**What is being asked**
All of the records below are to be copied exactly.
--- Supplied data ---
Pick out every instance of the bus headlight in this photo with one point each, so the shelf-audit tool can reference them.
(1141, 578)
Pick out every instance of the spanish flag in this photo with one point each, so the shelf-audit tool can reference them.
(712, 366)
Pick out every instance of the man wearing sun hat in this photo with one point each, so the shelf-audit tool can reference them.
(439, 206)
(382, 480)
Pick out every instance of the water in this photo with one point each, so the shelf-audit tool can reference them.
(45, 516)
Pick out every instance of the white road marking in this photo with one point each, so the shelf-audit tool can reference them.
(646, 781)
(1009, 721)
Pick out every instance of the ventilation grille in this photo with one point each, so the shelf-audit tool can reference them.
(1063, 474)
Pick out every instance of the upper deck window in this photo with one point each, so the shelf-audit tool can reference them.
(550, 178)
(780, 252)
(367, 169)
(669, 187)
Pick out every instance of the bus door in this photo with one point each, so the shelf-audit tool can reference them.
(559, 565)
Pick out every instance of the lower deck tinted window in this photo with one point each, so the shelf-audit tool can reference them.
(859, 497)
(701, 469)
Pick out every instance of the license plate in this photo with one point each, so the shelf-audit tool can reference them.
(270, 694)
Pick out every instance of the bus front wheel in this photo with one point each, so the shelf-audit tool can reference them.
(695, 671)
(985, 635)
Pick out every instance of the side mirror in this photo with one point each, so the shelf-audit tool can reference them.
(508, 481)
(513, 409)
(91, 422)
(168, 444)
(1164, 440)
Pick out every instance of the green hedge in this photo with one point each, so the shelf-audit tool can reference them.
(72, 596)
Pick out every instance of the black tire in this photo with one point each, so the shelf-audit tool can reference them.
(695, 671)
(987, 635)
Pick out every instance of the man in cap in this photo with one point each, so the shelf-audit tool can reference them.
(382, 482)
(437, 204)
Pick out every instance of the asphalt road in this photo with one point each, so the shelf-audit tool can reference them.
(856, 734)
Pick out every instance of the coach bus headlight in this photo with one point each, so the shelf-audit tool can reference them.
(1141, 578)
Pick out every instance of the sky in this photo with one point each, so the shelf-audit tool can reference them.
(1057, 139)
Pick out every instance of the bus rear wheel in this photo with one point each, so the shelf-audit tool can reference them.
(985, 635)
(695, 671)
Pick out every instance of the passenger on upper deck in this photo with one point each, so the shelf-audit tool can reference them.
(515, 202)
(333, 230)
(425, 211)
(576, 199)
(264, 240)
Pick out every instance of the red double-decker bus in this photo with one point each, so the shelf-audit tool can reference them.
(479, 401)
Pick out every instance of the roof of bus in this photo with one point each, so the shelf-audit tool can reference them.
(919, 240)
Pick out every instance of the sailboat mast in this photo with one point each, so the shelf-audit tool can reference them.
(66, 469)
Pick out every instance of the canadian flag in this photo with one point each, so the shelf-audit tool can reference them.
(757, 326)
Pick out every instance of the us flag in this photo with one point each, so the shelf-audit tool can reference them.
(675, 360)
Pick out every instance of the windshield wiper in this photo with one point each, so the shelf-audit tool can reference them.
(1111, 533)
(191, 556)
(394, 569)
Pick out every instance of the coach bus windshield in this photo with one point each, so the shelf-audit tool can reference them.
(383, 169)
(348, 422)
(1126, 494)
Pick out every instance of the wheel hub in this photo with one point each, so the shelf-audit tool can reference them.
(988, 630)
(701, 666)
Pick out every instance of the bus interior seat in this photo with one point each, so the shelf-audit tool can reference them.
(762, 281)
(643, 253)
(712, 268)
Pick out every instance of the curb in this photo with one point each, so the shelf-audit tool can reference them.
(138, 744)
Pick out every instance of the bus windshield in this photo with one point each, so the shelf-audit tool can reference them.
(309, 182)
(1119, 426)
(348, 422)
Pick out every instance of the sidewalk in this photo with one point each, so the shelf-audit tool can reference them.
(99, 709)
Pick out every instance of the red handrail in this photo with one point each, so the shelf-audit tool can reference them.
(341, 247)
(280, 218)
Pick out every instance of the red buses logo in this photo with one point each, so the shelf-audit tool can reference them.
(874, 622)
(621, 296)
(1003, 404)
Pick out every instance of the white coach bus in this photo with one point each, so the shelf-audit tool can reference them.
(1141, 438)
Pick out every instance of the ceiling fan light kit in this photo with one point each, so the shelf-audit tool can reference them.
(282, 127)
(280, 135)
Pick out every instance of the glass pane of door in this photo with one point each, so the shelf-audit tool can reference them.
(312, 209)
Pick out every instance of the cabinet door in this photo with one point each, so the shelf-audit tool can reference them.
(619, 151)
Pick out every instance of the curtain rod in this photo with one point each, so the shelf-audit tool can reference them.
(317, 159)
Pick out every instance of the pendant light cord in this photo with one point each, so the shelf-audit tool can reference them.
---
**Task output**
Pick out every instance of the bus headlight in this photo with one point each, so the shelf-audit tool can reference them.
(1141, 578)
Pick out every instance of the spanish flag in this photo with one point each, so the shelf-audit tool can reference them.
(712, 366)
Pick out every instance of the man wearing sun hat in this photo with one point each, so the shelf-audit tool can reference them.
(439, 206)
(382, 480)
Pick out every instance of the water in this photo with one point each, so the shelf-audit tool can reference them.
(45, 516)
Pick out every instance of the white road marking in this photo with one point each, so the shelf-audit tool can reference them.
(646, 781)
(1009, 721)
Pick out every instance of the ventilation grille in this photo with one point each, so the shelf-audit tool can reference them.
(1063, 474)
Pick out every instance of the upper deck window in this photo with one point each, so the shelf-audit tool can reference them.
(550, 178)
(780, 252)
(367, 169)
(669, 187)
Pick out every instance of the bus door in this photo with one point each, so the shelf-audit tool can reference them.
(559, 565)
Pick out every instance of the lower deck tinted window in this photo with one point each, so the shelf-audit tool can reference them.
(859, 497)
(701, 469)
Pick out every instance of the license plate in this photo with one point each, so the shelf-audit tool can reference them.
(270, 694)
Pick out every instance of the bus front wheel in this photo with one point each, so the shelf-audit tool can reference them.
(695, 671)
(985, 635)
Pick out every instance of the side mirror in this photo with one point each, so the shelf-audit tool can reference them.
(508, 481)
(513, 409)
(91, 422)
(168, 444)
(1164, 440)
Pick out every instance of the green hedge in this photo with one point each, so the shelf-audit tool can reference them.
(72, 596)
Pick out every instance of the black tire in this photo with one point each, so the shelf-audit tool can reference them.
(695, 671)
(987, 635)
Pick out every instance of the man in cap in this photo with one point each, so the shelf-audit tool can reference them.
(382, 482)
(437, 204)
Pick out every instance of the asphalt road in this photo with one point each, so the shelf-audit tool can reference them.
(856, 734)
Pick out every instance of the coach bus headlight in this photo with one point each, so the shelf-audit tool can reference them.
(1141, 578)
Pick out every instance of the sky in this photo with one point each, so the shelf-audit tool can reference them.
(1057, 139)
Pick out every instance of the bus rear wheel in this photo with one point each, so the shelf-audit tool can reference them.
(985, 635)
(695, 671)
Pick out every instance of the passenger on upper deck in this photo with one point each, so the shelf-audit tool can reference them.
(515, 202)
(333, 230)
(425, 211)
(576, 199)
(264, 240)
Pick out every instance of the red double-decker bus in this photo with one point each, so the shelf-audit tool can reference them.
(479, 401)
Pick out every instance of the roof of bus in this photo with one point each, so the shelf-audit tool can reference them.
(919, 240)
Pick out every instance of the sailboat mast in this photo with one point each, so the shelf-audit tool can reference them.
(66, 469)
Pick out every instance of the canadian flag in this photo with one point each, so the shelf-audit tool can reference them.
(757, 326)
Pick out every instance of the us flag in this photo with one point each, so the shelf-audit tool can reference them.
(675, 360)
Pick out every instance of the windshield wiper in this photo with one point each, so the shelf-audit tool can reference them.
(1111, 533)
(191, 556)
(394, 569)
Pick out every instance of the coach bus windshield in this photo with one point each, so the shelf-audit tool can reference them.
(383, 169)
(348, 422)
(1126, 494)
Pick out every instance of the wheel hub in this photo with one point each, so the shelf-audit tool can reference them.
(988, 630)
(701, 666)
Pick out every instance of the bus interior seat in this photo with one point each, so the shelf-audit tool can reference them.
(762, 281)
(643, 253)
(712, 268)
Pick out every instance of the curb in this photo with one point each, so the shelf-audit tool can reference them.
(138, 744)
Pick out every instance of the bus windshield in this photo with one point each, so the shelf-audit tool can reference them.
(309, 182)
(1119, 426)
(348, 422)
Pick out every instance of the sidewalk in this photo with one point each, so the shelf-audit tool can reference them.
(99, 709)
Pick out every instance of the red handrail in this photo with one point each, so the shelf-audit tool can reference them.
(341, 247)
(280, 218)
Pick out every instance of the red buses logo in this photo with one point each, so the shelf-audit tool can reference them.
(874, 622)
(621, 296)
(1003, 404)
Pick out every instance of the white coach bus in this photo with one point each, so the shelf-audit tool can reference them.
(1141, 438)
Pick out every instance of the ceiling fan light kit in this photo with one point each, so the shelf-audit tool can reference them.
(282, 127)
(280, 135)
Pick out every instance of the glass pane of door in this photo with one point each, so the shelf-audit tool can reference them.
(312, 209)
Pick out every instance of the cabinet door in this photo with one point each, so the shelf-audit tool can reference them.
(619, 151)
Pick out every instance of the curtain rod in this photo with one point each, so the shelf-audit tool can reference them.
(317, 159)
Pick out every instance of the pendant light cord in this photo with one point each, so the shelf-audit tool can reference them.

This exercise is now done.